EXERCISE: Format every line of the rows below as a Markdown table with two columns, Number and Line, giving each line its sequence number. Skip blank lines and leave the pictures out of the answer.
···
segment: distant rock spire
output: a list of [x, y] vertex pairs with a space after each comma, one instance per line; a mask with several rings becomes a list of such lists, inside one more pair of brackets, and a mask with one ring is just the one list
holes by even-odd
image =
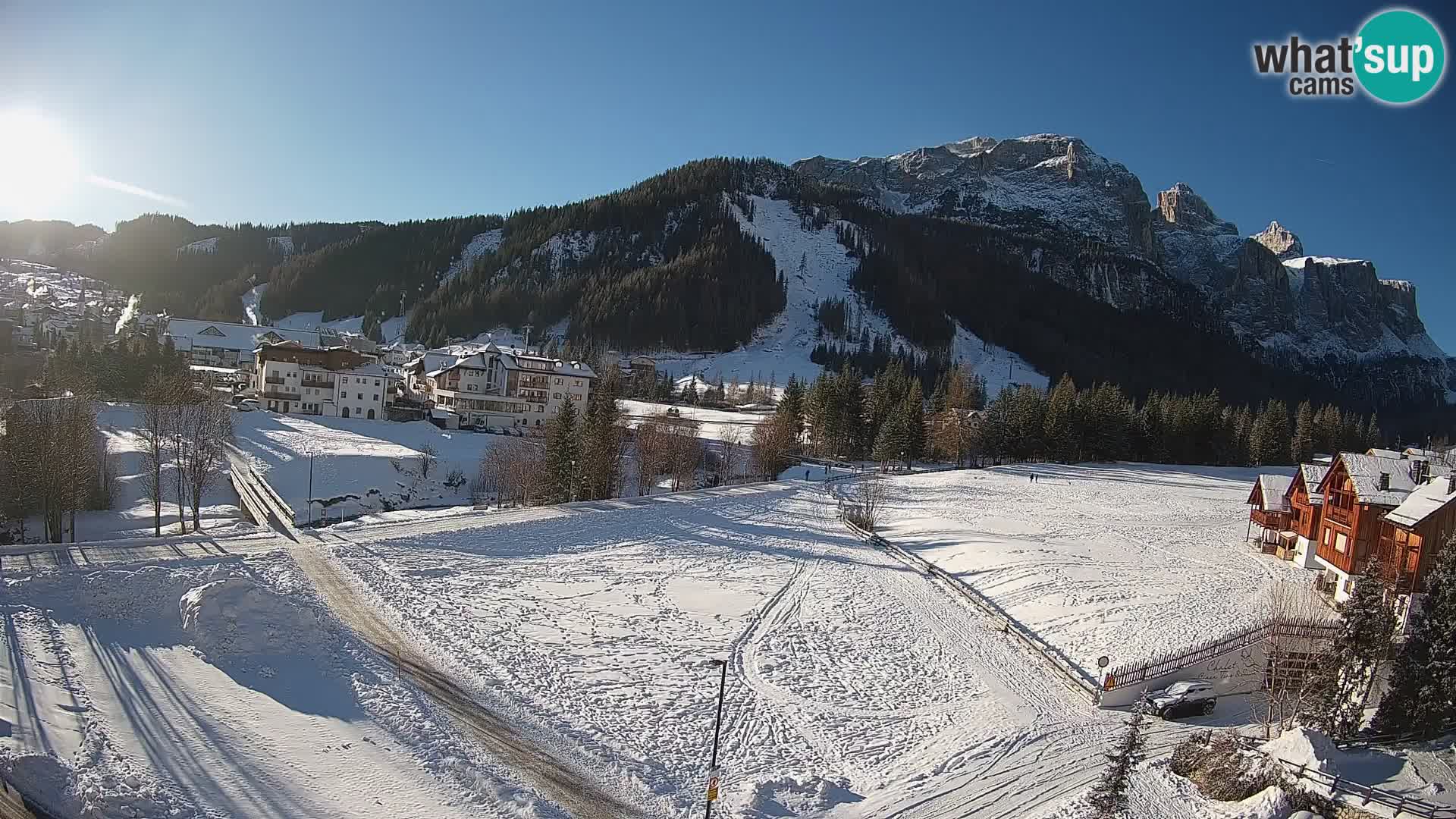
[[1268, 248], [1280, 261], [1305, 255], [1305, 245], [1300, 243], [1299, 236], [1290, 233], [1278, 222], [1270, 222], [1268, 227], [1254, 235], [1254, 240]]

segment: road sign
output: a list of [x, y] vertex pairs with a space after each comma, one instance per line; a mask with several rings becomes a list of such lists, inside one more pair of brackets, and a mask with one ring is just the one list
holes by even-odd
[[708, 772], [708, 802], [718, 799], [718, 768]]

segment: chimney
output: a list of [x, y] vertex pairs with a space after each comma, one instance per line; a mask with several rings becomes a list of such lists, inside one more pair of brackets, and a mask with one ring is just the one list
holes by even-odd
[[1425, 482], [1425, 478], [1428, 477], [1427, 475], [1428, 466], [1430, 466], [1430, 463], [1427, 463], [1425, 461], [1412, 461], [1411, 462], [1411, 479], [1415, 481], [1417, 485]]

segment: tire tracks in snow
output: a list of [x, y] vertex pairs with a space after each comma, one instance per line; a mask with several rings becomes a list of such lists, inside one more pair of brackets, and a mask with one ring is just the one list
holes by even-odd
[[294, 549], [294, 560], [317, 587], [320, 597], [339, 619], [383, 659], [395, 663], [431, 698], [467, 736], [515, 771], [542, 796], [579, 819], [625, 819], [646, 816], [607, 793], [581, 772], [556, 759], [549, 751], [472, 697], [450, 675], [389, 625], [368, 602], [360, 599], [348, 580], [313, 549]]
···
RESPONSE TO THIS TASK:
| Number | Line |
|---|---|
| 1 | segment: distant rock spire |
| 2 | output: a list of [x, y] vertex pairs with a space after each comma, one instance per line; a mask with several rings becomes a list of such lists, inside one more pair of brackets, and a mask with one ring is just the one list |
| 3 | holes by even-odd |
| 4 | image = |
| 5 | [[1268, 248], [1280, 261], [1305, 255], [1305, 245], [1300, 243], [1299, 236], [1290, 233], [1278, 222], [1270, 222], [1268, 227], [1254, 235], [1254, 240]] |
| 6 | segment: road sign |
| 7 | output: a list of [x, y] vertex pairs with a space after each comma, one instance per line; a mask with several rings becomes a list of such lists, inside one more pair of brackets, and a mask with one ring is just the one list |
| 8 | holes by even-odd |
| 9 | [[708, 772], [708, 802], [718, 799], [718, 768]] |
| 10 | segment: chimney |
| 11 | output: a list of [x, y] vertex pairs with a space after each comma, one instance per line; a mask with several rings becomes a list of such lists, inside one more pair of brackets, and a mask with one ring is just the one list |
| 12 | holes by even-odd |
| 13 | [[1425, 482], [1425, 478], [1428, 477], [1427, 475], [1428, 466], [1430, 466], [1430, 463], [1427, 463], [1425, 461], [1412, 461], [1411, 462], [1411, 479], [1415, 481], [1417, 485]] |
| 14 | segment: tire tracks in snow |
| 15 | output: a list of [x, y] vertex pairs with a space after each comma, one instance per line; a mask with several rings becomes a list of such lists, inside one more pair of brackets, and a mask with one ring is just the one list |
| 16 | holes by even-odd |
| 17 | [[294, 549], [294, 560], [317, 587], [320, 597], [339, 619], [383, 659], [395, 663], [431, 698], [467, 736], [515, 771], [542, 796], [579, 819], [625, 819], [646, 816], [607, 793], [581, 772], [556, 759], [549, 751], [472, 697], [450, 675], [389, 625], [368, 602], [360, 599], [348, 580], [313, 549]] |